▸ What to work on:
The lines of the records that include "trace" should all be copied.

▸ Data for analysis:
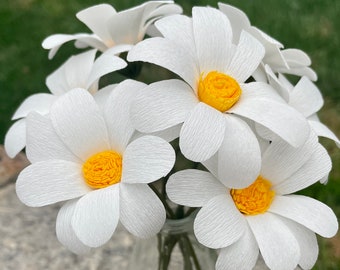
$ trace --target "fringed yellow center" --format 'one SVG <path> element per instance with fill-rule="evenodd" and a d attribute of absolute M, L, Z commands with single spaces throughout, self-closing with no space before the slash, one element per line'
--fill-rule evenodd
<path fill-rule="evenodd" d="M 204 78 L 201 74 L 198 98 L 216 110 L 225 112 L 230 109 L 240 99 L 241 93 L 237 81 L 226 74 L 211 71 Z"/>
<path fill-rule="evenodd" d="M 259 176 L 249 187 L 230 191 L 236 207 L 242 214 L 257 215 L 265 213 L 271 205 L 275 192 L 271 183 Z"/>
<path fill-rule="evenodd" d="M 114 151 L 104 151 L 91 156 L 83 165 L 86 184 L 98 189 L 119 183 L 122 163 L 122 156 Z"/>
* * *
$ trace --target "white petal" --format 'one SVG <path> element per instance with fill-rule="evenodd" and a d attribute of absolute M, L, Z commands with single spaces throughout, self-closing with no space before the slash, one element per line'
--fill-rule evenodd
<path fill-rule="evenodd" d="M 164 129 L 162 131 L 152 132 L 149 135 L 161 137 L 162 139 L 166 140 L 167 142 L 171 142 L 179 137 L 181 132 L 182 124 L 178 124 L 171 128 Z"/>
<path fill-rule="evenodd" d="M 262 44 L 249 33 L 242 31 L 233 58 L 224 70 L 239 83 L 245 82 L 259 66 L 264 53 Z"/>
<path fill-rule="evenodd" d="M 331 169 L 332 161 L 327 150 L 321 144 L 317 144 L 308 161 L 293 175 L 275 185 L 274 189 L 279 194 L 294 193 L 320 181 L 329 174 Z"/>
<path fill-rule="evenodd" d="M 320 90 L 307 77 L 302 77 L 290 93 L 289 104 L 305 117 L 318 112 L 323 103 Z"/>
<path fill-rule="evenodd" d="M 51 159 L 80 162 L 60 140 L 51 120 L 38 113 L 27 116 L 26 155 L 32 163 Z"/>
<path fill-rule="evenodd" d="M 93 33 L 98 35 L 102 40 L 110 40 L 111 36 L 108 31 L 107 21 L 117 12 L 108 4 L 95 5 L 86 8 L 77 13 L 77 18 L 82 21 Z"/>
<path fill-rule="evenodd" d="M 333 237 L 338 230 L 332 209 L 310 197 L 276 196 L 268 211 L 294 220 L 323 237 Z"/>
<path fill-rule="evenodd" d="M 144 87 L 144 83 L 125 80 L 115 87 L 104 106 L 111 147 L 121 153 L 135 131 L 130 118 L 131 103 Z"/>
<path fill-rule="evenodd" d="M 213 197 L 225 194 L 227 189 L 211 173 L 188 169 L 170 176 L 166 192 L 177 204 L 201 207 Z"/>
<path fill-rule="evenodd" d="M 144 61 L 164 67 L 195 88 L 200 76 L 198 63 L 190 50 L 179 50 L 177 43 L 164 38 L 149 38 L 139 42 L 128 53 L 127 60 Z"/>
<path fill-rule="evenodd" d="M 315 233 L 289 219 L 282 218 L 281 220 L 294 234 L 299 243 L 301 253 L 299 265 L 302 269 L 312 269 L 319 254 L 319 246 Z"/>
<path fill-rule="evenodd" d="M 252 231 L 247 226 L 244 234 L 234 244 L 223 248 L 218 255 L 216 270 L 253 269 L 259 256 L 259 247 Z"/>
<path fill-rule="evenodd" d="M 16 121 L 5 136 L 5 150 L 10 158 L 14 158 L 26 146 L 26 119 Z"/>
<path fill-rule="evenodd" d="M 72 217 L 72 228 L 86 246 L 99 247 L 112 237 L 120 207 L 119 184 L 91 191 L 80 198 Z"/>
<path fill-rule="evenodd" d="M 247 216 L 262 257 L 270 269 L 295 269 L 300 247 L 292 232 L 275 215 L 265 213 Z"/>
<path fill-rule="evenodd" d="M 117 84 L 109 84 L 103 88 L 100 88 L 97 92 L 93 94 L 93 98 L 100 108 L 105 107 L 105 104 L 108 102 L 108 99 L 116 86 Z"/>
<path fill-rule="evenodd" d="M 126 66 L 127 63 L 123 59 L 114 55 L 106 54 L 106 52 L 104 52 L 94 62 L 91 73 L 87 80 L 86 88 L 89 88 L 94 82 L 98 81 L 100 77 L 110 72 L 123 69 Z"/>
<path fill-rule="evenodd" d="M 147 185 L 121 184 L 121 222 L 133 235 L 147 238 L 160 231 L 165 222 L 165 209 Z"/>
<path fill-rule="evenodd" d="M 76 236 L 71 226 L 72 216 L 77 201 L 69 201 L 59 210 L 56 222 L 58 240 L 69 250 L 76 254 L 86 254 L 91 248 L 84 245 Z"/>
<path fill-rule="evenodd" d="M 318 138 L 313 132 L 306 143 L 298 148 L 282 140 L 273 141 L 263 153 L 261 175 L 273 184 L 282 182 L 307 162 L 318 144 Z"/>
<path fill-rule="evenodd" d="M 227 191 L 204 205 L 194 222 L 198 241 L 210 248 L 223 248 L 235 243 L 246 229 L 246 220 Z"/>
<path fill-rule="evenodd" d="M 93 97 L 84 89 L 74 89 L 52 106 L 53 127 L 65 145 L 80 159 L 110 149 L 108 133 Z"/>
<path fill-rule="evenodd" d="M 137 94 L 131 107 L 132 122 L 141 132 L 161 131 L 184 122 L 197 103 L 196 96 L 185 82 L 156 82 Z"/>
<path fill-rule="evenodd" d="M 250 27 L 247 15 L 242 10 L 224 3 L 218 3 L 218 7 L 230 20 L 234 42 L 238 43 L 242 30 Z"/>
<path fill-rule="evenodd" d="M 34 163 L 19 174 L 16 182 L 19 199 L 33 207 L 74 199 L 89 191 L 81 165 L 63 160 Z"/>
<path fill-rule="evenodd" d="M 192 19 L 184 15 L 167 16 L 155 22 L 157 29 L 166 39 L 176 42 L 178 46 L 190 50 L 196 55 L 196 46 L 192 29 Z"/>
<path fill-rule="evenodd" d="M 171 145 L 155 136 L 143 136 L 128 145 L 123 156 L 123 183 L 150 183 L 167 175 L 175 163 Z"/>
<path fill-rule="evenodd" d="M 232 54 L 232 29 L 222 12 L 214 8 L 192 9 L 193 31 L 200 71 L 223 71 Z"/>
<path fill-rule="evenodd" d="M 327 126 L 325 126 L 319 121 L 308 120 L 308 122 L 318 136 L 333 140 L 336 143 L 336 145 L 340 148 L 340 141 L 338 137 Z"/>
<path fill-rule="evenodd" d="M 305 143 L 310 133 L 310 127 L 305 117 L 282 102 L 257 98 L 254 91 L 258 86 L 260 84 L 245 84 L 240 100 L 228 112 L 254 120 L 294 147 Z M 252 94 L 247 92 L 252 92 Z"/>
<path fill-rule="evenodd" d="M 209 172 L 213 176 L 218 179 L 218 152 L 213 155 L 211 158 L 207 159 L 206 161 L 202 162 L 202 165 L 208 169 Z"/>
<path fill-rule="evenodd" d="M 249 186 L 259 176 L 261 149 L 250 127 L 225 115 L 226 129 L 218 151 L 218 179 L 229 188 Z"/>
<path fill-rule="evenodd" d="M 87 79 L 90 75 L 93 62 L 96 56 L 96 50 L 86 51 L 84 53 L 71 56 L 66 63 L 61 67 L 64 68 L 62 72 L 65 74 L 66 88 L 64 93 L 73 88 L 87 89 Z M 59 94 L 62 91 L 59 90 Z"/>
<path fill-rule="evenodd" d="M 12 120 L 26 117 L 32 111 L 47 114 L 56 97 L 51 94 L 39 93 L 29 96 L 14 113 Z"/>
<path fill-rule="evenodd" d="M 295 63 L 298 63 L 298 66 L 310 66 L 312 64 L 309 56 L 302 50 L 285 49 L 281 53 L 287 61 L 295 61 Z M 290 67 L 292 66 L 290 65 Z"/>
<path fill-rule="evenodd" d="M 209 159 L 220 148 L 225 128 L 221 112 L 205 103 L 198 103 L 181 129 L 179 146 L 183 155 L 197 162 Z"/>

▸ Output for this task:
$ trace --target "fringed yellow center" --format 'one SVG <path> element per instance with fill-rule="evenodd" and a d attribute of absolute M, L, Z commands with single spaces throughout, self-closing with no space before the slash, one element per line'
$ trace --target "white petal" --format 'one SVG <path> element per instance with fill-rule="evenodd" and a d attribute of absolute M, L, Z commands with single spaces throughout, self-closing with no space before the slash, one element per line'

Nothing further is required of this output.